SET TASK
Please convert the lines of the records into a Markdown table, starting with the line that contains "Definition first: for each instance of the riverbank, the" and going on through the line that contains "[[813, 579]]". Use the columns No. for the row number and Entry for the line, and leave out blank lines.

TASK DATA
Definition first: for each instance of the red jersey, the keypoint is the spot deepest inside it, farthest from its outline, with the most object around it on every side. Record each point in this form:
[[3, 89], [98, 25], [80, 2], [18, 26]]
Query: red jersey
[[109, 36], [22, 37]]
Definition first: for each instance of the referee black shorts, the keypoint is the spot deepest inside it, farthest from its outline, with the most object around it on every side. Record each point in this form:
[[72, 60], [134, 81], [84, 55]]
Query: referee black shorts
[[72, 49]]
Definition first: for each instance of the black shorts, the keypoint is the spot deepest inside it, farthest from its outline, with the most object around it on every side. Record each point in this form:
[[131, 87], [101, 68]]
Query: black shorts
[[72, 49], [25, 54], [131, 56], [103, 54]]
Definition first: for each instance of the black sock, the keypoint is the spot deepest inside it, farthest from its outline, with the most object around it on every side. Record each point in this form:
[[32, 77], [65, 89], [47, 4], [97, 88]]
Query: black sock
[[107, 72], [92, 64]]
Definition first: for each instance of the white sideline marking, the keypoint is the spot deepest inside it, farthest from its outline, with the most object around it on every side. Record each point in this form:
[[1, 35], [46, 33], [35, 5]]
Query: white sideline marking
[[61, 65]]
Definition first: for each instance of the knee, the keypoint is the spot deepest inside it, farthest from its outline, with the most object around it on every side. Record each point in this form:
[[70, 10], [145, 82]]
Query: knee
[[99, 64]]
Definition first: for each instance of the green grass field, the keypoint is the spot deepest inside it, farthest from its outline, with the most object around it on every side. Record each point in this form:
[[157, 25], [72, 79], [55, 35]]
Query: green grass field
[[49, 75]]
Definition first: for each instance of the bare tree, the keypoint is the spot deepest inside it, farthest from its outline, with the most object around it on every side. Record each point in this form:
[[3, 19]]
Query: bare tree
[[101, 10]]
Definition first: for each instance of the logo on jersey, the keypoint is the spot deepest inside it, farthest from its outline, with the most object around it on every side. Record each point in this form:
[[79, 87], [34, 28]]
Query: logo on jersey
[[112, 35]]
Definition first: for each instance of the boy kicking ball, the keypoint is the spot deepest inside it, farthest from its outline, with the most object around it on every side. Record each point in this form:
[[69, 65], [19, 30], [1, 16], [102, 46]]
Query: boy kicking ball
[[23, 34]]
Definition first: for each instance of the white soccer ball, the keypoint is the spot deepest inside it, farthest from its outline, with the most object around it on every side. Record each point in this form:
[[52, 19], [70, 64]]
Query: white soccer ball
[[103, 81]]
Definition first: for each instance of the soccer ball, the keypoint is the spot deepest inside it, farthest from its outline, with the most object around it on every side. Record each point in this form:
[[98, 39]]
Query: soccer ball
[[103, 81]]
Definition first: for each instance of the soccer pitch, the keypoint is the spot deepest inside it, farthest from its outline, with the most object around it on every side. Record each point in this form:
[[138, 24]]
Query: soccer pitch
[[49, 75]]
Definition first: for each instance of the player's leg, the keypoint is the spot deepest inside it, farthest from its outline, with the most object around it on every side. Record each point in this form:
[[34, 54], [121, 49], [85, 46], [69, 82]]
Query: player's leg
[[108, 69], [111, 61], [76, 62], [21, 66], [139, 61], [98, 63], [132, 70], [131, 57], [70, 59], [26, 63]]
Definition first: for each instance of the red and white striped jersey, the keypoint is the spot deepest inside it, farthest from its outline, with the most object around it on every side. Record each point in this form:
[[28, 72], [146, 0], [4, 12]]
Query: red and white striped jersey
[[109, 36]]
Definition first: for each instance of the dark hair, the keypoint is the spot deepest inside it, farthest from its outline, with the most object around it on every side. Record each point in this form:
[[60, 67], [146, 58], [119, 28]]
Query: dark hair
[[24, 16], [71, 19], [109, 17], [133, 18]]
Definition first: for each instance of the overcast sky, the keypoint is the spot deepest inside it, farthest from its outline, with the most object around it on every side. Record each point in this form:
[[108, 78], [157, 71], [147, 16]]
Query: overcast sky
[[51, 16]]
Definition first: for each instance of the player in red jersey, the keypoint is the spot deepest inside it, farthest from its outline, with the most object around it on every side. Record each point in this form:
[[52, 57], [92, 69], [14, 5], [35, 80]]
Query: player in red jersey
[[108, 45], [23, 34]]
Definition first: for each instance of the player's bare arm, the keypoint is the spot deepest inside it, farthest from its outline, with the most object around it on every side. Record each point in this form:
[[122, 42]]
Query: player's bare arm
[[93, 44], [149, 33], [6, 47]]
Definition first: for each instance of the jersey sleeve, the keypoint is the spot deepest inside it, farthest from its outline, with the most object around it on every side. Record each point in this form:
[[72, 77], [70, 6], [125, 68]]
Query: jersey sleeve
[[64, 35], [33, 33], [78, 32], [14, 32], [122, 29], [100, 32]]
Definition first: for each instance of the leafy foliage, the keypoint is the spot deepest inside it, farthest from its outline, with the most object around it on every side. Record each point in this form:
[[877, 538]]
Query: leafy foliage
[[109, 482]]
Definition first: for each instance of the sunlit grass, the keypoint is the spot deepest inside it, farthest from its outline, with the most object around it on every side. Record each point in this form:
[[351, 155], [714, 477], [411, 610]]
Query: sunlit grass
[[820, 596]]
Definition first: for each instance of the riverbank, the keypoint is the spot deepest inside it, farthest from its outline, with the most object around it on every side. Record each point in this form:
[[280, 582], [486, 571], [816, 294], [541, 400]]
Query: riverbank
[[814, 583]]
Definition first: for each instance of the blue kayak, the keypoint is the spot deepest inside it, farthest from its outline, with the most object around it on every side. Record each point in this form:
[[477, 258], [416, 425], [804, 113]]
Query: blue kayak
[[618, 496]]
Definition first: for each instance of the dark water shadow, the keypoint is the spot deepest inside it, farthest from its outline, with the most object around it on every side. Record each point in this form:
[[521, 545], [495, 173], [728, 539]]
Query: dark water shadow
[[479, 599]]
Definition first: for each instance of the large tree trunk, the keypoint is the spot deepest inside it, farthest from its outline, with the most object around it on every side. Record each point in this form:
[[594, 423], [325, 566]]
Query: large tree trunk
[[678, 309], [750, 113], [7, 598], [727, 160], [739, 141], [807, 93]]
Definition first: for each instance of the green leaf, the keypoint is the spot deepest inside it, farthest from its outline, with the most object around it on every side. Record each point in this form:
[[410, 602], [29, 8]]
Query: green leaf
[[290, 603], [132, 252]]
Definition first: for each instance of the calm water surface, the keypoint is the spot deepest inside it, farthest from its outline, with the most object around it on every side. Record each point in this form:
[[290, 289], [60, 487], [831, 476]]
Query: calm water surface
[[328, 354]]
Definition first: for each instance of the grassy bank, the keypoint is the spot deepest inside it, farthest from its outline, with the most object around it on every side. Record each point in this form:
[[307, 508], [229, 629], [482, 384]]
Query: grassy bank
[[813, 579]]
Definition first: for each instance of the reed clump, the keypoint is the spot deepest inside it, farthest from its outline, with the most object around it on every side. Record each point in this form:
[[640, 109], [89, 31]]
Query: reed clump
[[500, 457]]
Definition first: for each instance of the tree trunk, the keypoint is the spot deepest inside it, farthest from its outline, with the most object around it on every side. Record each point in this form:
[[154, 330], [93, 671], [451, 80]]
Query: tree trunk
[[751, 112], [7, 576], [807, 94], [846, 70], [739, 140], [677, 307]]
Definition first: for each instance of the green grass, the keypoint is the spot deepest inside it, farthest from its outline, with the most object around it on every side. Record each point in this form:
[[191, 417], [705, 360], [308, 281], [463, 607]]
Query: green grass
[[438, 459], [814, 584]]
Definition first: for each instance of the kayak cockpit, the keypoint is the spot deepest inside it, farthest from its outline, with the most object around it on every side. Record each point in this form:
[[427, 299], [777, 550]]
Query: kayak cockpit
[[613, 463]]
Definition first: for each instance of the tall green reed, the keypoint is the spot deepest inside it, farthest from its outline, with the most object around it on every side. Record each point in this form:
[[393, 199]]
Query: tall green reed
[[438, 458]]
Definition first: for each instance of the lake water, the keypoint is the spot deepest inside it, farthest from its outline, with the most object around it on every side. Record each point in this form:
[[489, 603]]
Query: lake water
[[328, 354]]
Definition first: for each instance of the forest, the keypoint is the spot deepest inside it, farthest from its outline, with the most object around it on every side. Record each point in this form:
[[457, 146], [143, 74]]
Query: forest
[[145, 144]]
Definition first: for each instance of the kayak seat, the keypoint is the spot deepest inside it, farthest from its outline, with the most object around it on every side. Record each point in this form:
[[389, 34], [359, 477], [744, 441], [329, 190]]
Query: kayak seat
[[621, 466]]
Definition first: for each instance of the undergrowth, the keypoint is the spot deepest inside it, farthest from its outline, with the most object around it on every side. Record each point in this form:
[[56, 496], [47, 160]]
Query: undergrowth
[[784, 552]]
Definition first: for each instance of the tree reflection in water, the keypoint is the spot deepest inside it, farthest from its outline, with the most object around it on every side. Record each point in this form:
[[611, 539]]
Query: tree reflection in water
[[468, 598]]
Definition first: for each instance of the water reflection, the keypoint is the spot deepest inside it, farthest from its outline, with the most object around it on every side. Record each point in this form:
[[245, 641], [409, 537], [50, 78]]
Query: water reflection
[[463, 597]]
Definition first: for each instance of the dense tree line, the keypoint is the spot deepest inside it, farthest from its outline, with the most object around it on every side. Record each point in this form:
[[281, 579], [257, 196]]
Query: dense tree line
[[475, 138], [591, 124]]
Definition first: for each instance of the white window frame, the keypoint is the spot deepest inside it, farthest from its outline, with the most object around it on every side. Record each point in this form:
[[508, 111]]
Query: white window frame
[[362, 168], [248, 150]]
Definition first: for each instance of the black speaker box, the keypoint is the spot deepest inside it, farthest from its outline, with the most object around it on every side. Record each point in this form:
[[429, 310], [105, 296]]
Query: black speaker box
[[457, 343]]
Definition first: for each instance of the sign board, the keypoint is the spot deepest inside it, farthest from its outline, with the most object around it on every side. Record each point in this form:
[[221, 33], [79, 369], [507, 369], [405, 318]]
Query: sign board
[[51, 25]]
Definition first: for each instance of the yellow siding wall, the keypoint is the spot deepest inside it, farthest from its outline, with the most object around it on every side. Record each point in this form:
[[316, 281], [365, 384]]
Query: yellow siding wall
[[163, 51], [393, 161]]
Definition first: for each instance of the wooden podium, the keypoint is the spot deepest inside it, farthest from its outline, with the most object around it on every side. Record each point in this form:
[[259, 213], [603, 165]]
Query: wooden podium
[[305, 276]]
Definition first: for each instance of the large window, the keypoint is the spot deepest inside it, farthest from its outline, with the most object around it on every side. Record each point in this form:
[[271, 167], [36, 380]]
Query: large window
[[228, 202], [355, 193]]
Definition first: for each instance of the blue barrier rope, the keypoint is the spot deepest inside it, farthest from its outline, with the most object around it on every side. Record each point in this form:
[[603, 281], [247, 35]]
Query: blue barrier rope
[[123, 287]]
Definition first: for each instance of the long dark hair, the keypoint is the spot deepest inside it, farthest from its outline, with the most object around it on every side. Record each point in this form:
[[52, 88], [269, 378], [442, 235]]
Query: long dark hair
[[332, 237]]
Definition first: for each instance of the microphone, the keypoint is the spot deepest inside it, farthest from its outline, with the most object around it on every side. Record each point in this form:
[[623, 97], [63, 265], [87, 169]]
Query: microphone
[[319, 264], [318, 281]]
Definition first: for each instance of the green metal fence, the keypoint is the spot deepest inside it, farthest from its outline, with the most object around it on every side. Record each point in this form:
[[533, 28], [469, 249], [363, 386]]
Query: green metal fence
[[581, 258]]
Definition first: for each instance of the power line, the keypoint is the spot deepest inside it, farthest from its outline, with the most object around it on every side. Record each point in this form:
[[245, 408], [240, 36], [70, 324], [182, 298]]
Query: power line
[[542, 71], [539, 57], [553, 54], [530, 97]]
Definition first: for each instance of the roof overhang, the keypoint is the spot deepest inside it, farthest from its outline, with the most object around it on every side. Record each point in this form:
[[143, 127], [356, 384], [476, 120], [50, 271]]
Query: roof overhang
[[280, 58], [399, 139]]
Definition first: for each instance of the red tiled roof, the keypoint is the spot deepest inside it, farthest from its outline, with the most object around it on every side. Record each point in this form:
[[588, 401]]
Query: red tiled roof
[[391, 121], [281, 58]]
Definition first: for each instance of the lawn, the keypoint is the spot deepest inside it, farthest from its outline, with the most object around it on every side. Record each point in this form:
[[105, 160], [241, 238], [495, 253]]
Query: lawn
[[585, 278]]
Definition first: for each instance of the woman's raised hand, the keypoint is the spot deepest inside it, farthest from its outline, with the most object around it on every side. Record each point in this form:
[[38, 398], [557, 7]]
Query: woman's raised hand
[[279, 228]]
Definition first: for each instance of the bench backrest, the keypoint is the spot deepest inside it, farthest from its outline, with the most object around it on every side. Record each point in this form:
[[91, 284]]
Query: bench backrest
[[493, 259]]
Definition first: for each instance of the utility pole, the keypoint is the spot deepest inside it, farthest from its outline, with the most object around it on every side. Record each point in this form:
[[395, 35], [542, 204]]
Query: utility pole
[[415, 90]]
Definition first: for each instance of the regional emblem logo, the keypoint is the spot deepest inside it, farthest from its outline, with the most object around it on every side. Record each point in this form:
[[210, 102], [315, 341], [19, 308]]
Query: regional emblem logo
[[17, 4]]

RESULT OF THIS TASK
| No. | Entry |
|---|---|
| 1 | Definition first: for each instance of the riverbank, the keypoint is the spot deepest inside it, farthest from its outline, with the most object around it on every side. Record each point in this form: |
| 2 | [[280, 582], [486, 571], [816, 294], [541, 400]] |
| 3 | Query: riverbank |
| 4 | [[814, 583]] |
| 5 | Definition first: for each instance of the blue kayak, the keypoint is the spot deepest inside it, farthest from its outline, with the most object around it on every side. Record each point in this form: |
| 6 | [[477, 258], [416, 425], [804, 113]] |
| 7 | Query: blue kayak |
| 8 | [[618, 496]] |
| 9 | Definition first: for each instance of the dark water shadow, the keypoint is the spot deepest inside it, farthest from its outline, with the most object around it on every side. Record each point in this form: |
| 10 | [[521, 545], [495, 173], [728, 539]] |
| 11 | Query: dark water shadow |
| 12 | [[479, 599]] |
| 13 | Definition first: for each instance of the large tree trunk, the keypoint is the spot deepest inside it, farthest from its outline, with the most object around it on every side. Record each point in this form: |
| 14 | [[594, 423], [325, 566]] |
| 15 | Query: large tree trunk |
| 16 | [[678, 309], [750, 113], [7, 598], [727, 160], [739, 141], [807, 93]] |
| 17 | Definition first: for each instance of the green leaf, the keypoint is the spot deepest inside it, farthest from its outline, with the most object around it on every side. Record each point in this form: |
| 18 | [[410, 602], [29, 8]] |
| 19 | Query: green leaf |
| 20 | [[290, 603], [132, 252]] |
| 21 | Definition first: for each instance of the calm water surface, the keypoint is the spot deepest inside it, farthest from its outline, with the most object around it on every side. Record each point in this form: |
| 22 | [[290, 289], [60, 487], [831, 476]] |
| 23 | Query: calm water surface |
| 24 | [[328, 354]] |
| 25 | Definition first: for each instance of the grassy bank, the keypoint is the spot deepest inside it, farthest from its outline, with the most object around it on every side. Record each point in this form: |
| 26 | [[307, 508], [229, 629], [482, 384]] |
| 27 | Query: grassy bank |
| 28 | [[813, 579]] |